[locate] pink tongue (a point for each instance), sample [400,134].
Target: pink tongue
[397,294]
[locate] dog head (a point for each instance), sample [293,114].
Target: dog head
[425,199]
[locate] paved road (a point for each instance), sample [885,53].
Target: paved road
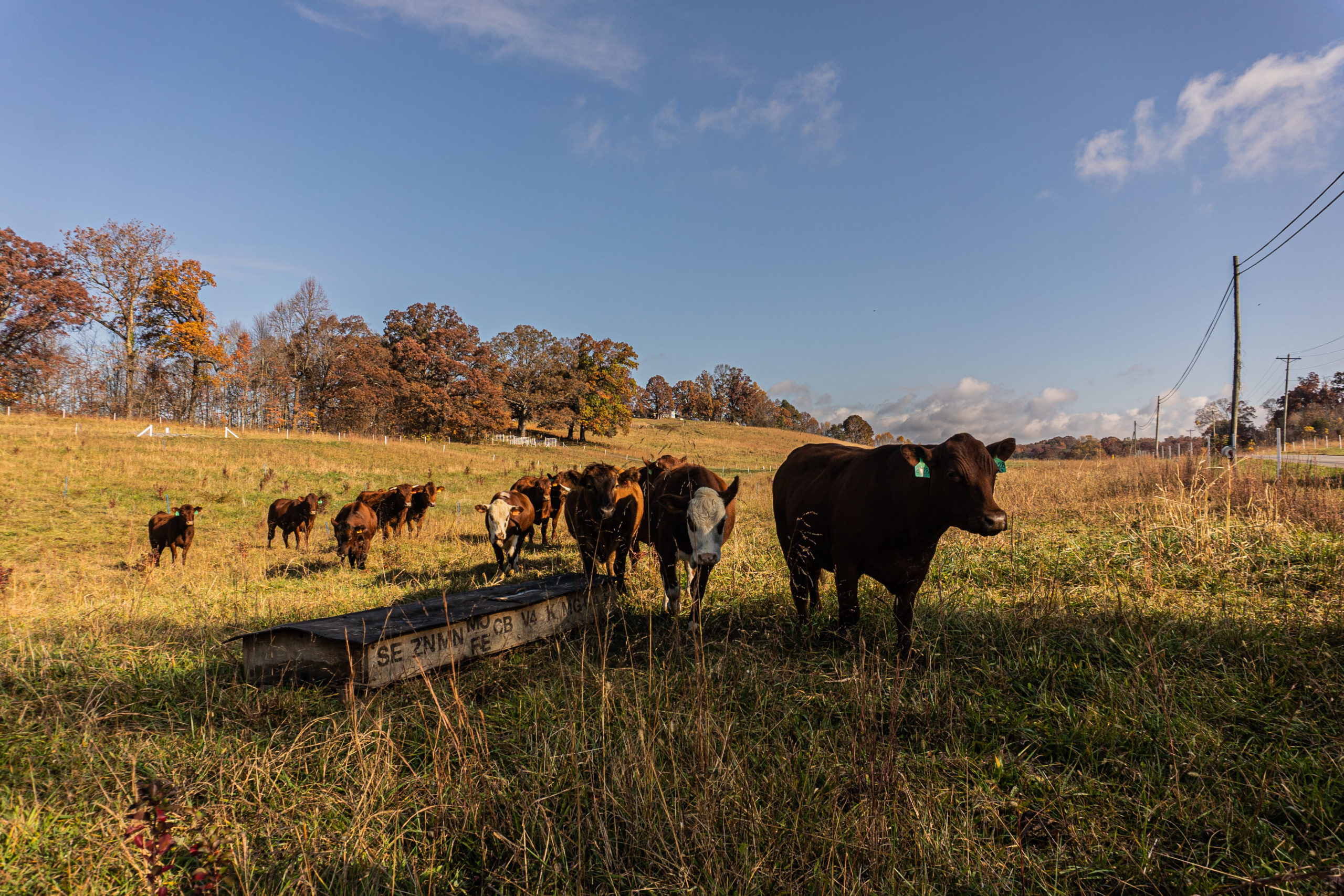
[1319,460]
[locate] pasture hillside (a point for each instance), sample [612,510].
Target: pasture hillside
[1138,688]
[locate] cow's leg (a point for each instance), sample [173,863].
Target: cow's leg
[671,586]
[847,594]
[699,582]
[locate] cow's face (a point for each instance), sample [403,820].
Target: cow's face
[600,481]
[961,480]
[706,518]
[499,513]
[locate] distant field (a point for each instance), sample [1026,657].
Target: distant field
[1138,688]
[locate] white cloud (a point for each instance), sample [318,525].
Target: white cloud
[1281,112]
[526,27]
[804,105]
[592,141]
[323,19]
[991,413]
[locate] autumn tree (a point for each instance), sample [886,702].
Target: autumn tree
[178,325]
[603,388]
[119,267]
[447,379]
[537,367]
[39,300]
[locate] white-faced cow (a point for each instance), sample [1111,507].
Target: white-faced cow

== Task details ==
Send back the data above word for word, with the pictures left out.

== Task output ==
[locate] pink tongue (a point for each instance), sample [400,134].
Target: pink tongue
[397,294]
[locate] dog head (a point for each instance), sample [293,114].
Target: dog head
[425,199]
[locate] paved road (a point for each instance), sample [885,53].
Target: paved road
[1319,460]
[locate] pasture hillside (a point for each instance), sample [612,510].
Target: pasture hillside
[1138,688]
[locate] cow's leg (a point for each instance), sample [173,863].
Target: cow's leg
[671,586]
[847,594]
[699,582]
[locate] cow's face (a point for each instance), sample [403,820].
Target: cow's face
[600,481]
[961,480]
[706,518]
[499,513]
[locate] distant field (a point for each instance), sample [1026,657].
Target: distant field
[1138,688]
[locate] white cloud (a point for each instance), sample [318,525].
Target: white cloud
[1281,112]
[526,27]
[804,105]
[592,141]
[323,19]
[991,413]
[locate] autumn tree (a point for each instance), sample [886,702].
Target: autumn tree
[178,325]
[603,388]
[119,267]
[447,379]
[537,367]
[39,300]
[locate] white-faced cow (a point for each instance), sample [1111,507].
Target: white-faced cow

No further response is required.